• [Stated problem]:
Rescale the entries from the line with "Exercise. Tag every instance of the wooden shelf" up to and including the line with "Exercise. Tag every instance of the wire shelf bracket". Rewrite only those lines, multiplying each answer coordinate by 1.55 and rounding to the nearest whole number with halves rounded up, and copy the lines without coordinates unchanged.

• [Stored records]:

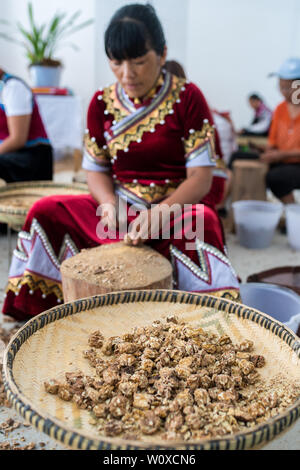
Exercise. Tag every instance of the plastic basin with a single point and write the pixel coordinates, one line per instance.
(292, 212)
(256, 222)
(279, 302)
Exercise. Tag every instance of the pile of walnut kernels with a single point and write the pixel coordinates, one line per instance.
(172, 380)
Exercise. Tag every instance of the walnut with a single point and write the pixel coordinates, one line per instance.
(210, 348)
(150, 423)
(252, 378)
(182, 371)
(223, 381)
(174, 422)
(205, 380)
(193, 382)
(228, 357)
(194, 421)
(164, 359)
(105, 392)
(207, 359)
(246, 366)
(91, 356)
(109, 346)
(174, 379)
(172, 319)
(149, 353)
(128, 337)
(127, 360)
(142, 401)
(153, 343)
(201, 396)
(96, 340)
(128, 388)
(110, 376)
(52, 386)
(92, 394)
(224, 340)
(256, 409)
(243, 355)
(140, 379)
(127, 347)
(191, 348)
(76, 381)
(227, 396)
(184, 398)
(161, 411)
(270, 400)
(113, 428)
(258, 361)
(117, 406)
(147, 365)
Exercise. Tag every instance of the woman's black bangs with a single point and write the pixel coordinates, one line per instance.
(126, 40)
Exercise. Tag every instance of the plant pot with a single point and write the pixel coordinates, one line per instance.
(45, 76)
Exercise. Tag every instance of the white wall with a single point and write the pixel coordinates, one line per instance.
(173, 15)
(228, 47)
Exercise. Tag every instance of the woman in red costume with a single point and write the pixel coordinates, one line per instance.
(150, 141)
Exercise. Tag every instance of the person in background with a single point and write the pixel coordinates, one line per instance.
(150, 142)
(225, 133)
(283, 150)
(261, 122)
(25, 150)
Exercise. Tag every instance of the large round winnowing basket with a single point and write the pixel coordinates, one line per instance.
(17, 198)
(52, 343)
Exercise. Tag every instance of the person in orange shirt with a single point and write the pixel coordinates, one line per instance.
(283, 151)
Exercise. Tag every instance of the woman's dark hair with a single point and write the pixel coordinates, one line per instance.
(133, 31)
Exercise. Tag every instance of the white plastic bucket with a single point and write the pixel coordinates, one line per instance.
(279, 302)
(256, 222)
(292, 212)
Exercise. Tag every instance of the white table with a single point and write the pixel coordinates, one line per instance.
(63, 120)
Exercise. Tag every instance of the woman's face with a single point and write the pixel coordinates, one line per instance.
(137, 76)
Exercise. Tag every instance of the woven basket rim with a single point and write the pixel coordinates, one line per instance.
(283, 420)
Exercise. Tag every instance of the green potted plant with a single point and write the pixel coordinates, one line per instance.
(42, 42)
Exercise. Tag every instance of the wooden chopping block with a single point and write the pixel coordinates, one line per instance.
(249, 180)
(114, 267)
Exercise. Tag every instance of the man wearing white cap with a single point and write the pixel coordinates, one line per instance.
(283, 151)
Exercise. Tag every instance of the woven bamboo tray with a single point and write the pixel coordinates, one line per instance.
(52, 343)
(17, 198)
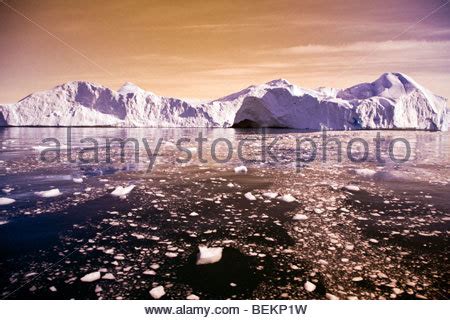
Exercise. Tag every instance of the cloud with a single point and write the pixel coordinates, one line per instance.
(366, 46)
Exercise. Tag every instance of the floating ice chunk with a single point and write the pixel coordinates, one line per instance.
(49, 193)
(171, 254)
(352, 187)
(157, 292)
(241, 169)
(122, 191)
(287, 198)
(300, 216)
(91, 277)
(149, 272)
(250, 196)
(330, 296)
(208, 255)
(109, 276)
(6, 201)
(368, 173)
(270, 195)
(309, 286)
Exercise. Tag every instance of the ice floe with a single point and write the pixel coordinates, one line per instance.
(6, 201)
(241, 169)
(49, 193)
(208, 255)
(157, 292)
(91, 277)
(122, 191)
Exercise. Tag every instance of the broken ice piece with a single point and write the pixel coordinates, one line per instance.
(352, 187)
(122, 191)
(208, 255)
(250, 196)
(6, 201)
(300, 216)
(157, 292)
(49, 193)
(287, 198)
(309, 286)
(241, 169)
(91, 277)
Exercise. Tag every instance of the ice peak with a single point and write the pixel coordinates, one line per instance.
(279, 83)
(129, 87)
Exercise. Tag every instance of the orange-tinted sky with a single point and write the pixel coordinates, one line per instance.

...

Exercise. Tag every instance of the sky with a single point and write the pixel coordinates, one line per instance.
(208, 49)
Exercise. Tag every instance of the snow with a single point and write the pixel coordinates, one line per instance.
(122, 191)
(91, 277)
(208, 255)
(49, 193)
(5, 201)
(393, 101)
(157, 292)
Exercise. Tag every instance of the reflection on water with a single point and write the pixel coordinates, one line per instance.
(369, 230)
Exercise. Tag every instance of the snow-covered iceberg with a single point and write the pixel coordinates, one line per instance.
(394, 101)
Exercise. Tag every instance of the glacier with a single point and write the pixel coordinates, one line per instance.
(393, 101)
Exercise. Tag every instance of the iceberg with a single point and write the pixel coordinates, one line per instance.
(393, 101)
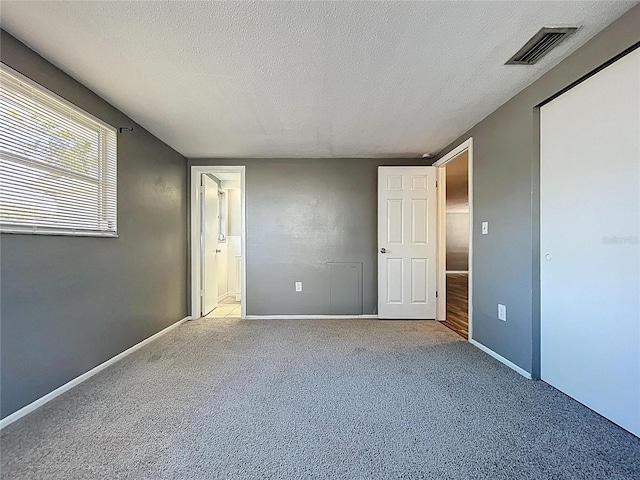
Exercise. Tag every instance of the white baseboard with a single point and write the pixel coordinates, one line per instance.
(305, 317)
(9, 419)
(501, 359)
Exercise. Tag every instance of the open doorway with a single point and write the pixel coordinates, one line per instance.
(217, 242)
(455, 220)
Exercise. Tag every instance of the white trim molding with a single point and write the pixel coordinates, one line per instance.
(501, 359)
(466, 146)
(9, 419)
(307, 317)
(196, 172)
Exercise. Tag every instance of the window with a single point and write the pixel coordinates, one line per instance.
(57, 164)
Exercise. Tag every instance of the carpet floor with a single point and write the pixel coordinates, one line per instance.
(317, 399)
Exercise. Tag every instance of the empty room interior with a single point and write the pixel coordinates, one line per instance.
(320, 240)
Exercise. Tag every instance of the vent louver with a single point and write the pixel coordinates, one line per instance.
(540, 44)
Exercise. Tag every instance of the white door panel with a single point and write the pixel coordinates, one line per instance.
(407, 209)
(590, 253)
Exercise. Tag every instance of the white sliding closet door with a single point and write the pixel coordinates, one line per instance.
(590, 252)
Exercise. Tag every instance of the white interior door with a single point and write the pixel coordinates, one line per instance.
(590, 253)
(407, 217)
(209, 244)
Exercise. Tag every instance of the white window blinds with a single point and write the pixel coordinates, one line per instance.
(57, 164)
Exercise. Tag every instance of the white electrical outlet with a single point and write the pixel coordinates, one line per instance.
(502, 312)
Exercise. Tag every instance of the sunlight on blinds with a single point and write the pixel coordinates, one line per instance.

==

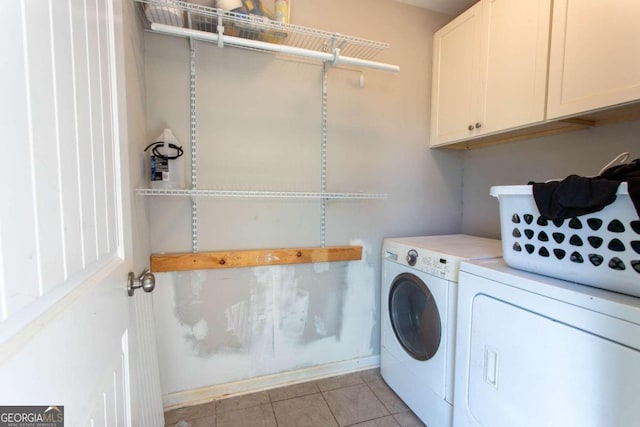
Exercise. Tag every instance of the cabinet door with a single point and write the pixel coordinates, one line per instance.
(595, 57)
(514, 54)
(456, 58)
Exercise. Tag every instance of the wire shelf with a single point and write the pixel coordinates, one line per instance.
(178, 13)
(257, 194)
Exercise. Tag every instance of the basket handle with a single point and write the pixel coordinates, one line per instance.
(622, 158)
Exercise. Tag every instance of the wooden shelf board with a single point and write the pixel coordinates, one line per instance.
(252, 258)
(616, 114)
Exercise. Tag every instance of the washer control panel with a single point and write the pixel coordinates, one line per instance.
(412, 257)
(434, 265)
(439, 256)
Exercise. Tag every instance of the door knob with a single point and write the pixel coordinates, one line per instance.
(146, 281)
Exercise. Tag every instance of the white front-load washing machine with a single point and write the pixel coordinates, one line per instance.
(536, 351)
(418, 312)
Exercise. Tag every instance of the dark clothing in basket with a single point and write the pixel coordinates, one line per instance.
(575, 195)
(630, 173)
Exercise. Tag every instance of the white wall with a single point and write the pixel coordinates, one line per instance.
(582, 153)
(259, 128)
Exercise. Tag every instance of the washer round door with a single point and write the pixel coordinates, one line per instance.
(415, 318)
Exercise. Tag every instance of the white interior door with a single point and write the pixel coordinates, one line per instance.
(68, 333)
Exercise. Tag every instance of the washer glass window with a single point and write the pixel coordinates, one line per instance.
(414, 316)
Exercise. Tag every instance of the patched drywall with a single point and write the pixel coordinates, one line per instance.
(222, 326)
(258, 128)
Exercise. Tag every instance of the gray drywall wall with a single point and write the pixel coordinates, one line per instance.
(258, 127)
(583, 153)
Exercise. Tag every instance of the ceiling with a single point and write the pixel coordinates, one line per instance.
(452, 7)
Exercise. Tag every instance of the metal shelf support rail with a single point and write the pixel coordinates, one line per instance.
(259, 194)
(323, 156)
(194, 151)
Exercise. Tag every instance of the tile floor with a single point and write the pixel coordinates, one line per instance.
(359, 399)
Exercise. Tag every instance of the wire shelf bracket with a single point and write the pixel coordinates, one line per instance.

• [Result]:
Exercise. Tag every instance of the wooden shelf board with a single point and write the pixel coordinates, one line per instance.
(391, 400)
(955, 177)
Exercise. Tag every instance of the washer control panel with a single point and write the pixel coordinates, one line per instance.
(639, 398)
(673, 411)
(680, 397)
Exercise. Tag every instance of the door knob with a single point and write the pixel coordinates, one line per instance.
(226, 436)
Exercise. Tag every instance of the white front-load washing machine with a single point and write the pixel coordinates, one line per instance.
(831, 544)
(648, 484)
Exercise. Tag every instance of the dark clothing in basket with a single point and write the pixel coordinates, one line per instance.
(891, 302)
(977, 268)
Exercise. Tag every instance of the white wall with a single point and write the pixel coordinates, one line per instance.
(902, 237)
(401, 198)
Exercise. Tag every instance of the washer round door with a single point and write the pixel coordinates, one line per instance.
(643, 493)
Exercise. Tag every instance of the white interior door with a single point and write the pixel coordinates, one line per instance.
(105, 516)
Exercise. Tag every instance of the washer glass window with a single point and write the pixel coordinates, one line per instance.
(642, 490)
Exercise. Tag every instance of the patched drywall with a single point and write the pixel coordinates, one line per instance.
(344, 505)
(400, 198)
Exercise. Tag every instance of the gray drywall wall with a single point and write the pixel coordinates, one line per instance.
(400, 197)
(904, 237)
Exercise. Tag every instance of the ceiling with a single point and write the pixel coordinates, one line per instance.
(701, 11)
Exercise. Tag every instance of the metal shelf support rail with a single point and write the pixel coordinates, one line per instance.
(401, 301)
(501, 242)
(301, 234)
Exercise. Tag every instance of the tile floor with a single point and write the pixel coordinates, one line per instance.
(556, 618)
Exercise. Tag every instance of the wire shelf bracket with a single point and write the pixel coordinates, one line per instance.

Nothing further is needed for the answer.